UNIVERSITES

« Les parcours dans les Sciences Po sont très individualisés »

Le concours commun réunissant sept des neuf Sciences Po de régions a maintenant 10 ans. En adoptant le nom Réseau ScPo et un tout nouveau logo il entend encore accroître sa notoriété. Sa présidente, la directrice de Sciences Po Saint-Germain-en-Laye, Céline Braconnier, revient sur ce qui rapproche les sept établissements.

Olivier Rollot : Il y a maintenant dix ans que sept des dix Sciences Po se sont associés pour créer un concours commun. Quel bilan en tirez-vous aujourd’hui ?

Céline Braconnier : Très positif. Les chiffres le prouvent : en 10 ans, les Sciences Po du réseau ont formé 15 000 diplômés et préparé 25 000 lycéens dans le cadre d’une politique de démocratisation volontariste. 1000 accords internationaux sont aujourd’hui signés avec des universités partenaires.

* **Objectif de la tâche**:
Recopiez fidèlement le passage de l'entretien ci-dessus sur les Sciences Po, en commençant aux mots « UNIVERSITES » et en vous arrêtant après les mots « des universités partenaires. ».

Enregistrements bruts
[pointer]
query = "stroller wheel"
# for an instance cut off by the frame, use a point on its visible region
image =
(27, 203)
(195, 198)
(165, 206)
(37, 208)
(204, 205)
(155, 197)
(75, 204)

* **Résultat attendu**:
UNIVERSITES

« Les parcours dans les Sciences Po sont très individualisés »

Le concours commun réunissant sept des neuf Sciences Po de régions a maintenant 10 ans. En adoptant le nom Réseau ScPo et un tout nouveau logo il entend encore accroître sa notoriété. Sa présidente, la directrice de Sciences Po Saint-Germain-en-Laye, Céline Braconnier, revient sur ce qui rapproche les sept établissements.

Olivier Rollot : Il y a maintenant dix ans que sept des dix Sciences Po se sont associés pour créer un concours commun. Quel bilan en tirez-vous aujourd’hui ?

Céline Braconnier : Très positif. Les chiffres le prouvent : en 10 ans, les Sciences Po du réseau ont formé 15 000 diplômés et préparé 25 000 lycéens dans le cadre d’une politique de démocratisation volontariste. 1000 accords internationaux sont aujourd’hui signés avec des universités partenaires.